### AIM
Present the following entries again, word for word and in full.
Begin RECORDS TO PROCESS
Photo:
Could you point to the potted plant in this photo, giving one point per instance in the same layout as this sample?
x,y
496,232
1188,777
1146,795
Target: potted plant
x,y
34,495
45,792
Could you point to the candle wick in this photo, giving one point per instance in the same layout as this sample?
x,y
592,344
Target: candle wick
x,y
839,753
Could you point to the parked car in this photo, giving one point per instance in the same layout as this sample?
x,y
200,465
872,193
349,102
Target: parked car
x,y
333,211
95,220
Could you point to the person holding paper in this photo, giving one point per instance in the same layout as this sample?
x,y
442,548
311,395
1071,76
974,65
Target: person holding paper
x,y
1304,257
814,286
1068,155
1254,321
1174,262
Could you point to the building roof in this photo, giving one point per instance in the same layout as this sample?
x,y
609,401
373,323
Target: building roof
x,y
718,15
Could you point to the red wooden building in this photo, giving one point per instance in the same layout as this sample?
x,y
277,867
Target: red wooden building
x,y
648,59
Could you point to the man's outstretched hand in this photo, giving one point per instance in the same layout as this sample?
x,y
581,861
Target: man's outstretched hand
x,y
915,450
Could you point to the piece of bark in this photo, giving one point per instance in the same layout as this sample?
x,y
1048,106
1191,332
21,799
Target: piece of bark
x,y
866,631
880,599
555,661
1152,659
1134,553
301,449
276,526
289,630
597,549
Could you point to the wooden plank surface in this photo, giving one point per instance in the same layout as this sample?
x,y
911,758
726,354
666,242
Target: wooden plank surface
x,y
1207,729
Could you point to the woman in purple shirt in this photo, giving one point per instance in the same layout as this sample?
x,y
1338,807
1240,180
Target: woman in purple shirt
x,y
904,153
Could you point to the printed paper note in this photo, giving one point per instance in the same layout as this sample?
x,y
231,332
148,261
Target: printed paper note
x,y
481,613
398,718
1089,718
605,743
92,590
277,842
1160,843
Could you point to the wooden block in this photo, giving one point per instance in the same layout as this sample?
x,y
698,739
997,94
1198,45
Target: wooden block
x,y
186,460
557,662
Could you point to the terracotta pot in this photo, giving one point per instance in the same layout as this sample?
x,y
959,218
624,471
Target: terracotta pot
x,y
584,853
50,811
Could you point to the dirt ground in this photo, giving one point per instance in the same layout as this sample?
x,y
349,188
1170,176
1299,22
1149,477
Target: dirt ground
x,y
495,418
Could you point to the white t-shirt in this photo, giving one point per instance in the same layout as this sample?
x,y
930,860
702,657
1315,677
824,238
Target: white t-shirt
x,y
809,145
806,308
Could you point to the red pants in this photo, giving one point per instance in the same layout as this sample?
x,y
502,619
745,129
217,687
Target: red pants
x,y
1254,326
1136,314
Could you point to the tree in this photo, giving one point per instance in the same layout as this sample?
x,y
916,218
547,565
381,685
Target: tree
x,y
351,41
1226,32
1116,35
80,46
End RECORDS TO PROCESS
### CORRECT RESULT
Photo:
Could you point to the potted plant in this photo, giving one point per instance in the same layout as this sample?
x,y
496,232
1188,777
1146,795
Target: potted plant
x,y
34,495
45,792
Could you point to the candle wick in this photo, giving one point per instance in the same layout as this sample?
x,y
592,344
Target: candle wick
x,y
839,753
Could you point to the parked car in this photo, giving one point per instance in the same layout as this sample?
x,y
200,465
872,193
349,102
Target: parked car
x,y
333,211
95,220
Could you point to the person holding paper in this photo, giving one point per instance in the same layout as this sample?
x,y
442,548
311,395
1071,76
974,65
Target: person holding paper
x,y
1304,257
814,286
1068,155
1254,321
1174,262
Could you point to the building roof in this photo, giving one point per instance in the same layout as this sample?
x,y
609,401
373,323
Target: building roof
x,y
718,15
Could you point to the red wooden building in this photo, giving one point per instance in the same layout as this sample?
x,y
277,867
Target: red wooden building
x,y
648,59
Could you point to the man's outstretched hand in this photo, giving one point per instance in the same layout as this sample?
x,y
581,861
Target: man's outstretched hand
x,y
915,450
Could you point to the piece of bark in this photo, giving one point per instance in the same layout as this sample?
x,y
1048,106
1191,332
21,799
Target: piece of bark
x,y
866,631
880,599
555,661
1152,659
1134,553
301,449
276,526
289,630
597,549
Could you point to the wooden plank surface in this photo, giving one point per instance in the same layout as this sample?
x,y
911,758
726,354
666,242
Target: wooden plank surface
x,y
1207,729
Could you point to the woman in purple shirt in this photo, giving one point per instance in the same layout as this sample?
x,y
1338,807
1240,180
Target: woman in purple shirt
x,y
904,153
Could you point to the printed paper note in this photo, giving one point per instance in the same layout as this sample?
x,y
231,332
148,261
Target: printed paper note
x,y
481,613
398,718
1089,718
605,743
92,590
277,842
1160,843
Could you point to the wooden block in this photo, giving one point per instance in the same layout as this sample?
x,y
698,739
997,94
1198,45
Target: wooden block
x,y
186,460
557,662
Could you point to the terracotta pot in this photo, giving one point per instance in the same layout as this sample?
x,y
959,218
624,471
Target: terracotta pot
x,y
584,853
50,811
Could you point to the dirt ground in this photo, giving one point per instance in the same layout as this sample?
x,y
349,188
1170,176
1299,22
1149,477
Target: dirt ground
x,y
495,418
Could you point to the white t-shirt in this photo, giving one point per instance in the same layout as this sample?
x,y
930,860
702,657
1315,677
824,238
Target: white t-shirt
x,y
809,145
806,308
Could you point to the red pants in this photo, giving one point per instance in the same layout as this sample?
x,y
502,619
745,129
217,687
Target: red pants
x,y
1254,326
1136,314
Could you point to the tree in this photo, giving one point per instance in the same layout as this sample?
x,y
916,218
547,565
381,685
Target: tree
x,y
351,41
1226,32
1116,35
80,46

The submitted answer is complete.